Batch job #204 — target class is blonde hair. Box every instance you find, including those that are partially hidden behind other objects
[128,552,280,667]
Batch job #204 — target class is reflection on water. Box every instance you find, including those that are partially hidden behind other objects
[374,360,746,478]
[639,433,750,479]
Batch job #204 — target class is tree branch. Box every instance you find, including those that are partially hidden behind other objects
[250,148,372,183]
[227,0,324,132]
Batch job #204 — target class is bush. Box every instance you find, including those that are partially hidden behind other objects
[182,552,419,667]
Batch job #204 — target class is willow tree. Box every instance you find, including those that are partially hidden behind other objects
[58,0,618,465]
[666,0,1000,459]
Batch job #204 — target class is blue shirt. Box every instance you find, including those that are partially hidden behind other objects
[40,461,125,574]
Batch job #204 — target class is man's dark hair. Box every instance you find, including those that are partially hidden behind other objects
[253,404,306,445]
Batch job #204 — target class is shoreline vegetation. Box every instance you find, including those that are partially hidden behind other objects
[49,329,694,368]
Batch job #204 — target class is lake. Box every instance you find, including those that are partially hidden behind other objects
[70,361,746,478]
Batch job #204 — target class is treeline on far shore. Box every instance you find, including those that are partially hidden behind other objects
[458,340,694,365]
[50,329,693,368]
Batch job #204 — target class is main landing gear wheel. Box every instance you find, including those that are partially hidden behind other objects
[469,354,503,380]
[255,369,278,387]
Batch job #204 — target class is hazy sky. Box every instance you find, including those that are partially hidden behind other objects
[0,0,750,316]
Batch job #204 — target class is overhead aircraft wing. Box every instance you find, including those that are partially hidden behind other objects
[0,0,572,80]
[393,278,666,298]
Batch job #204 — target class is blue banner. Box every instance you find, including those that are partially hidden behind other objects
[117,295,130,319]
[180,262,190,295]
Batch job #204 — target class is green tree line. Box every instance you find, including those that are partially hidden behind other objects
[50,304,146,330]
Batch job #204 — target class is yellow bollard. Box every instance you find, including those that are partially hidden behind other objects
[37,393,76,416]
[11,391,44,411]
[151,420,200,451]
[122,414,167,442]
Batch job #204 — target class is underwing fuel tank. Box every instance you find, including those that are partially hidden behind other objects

What you should do ▸ Reproduce the rows verbatim, starting with the first line and going on through the line with "[128,552,280,667]", both included.

Full response ▸
Batch job #204 — target class is blonde hair. Box every instance you find, including those that are partially hidden behind other objects
[128,552,280,667]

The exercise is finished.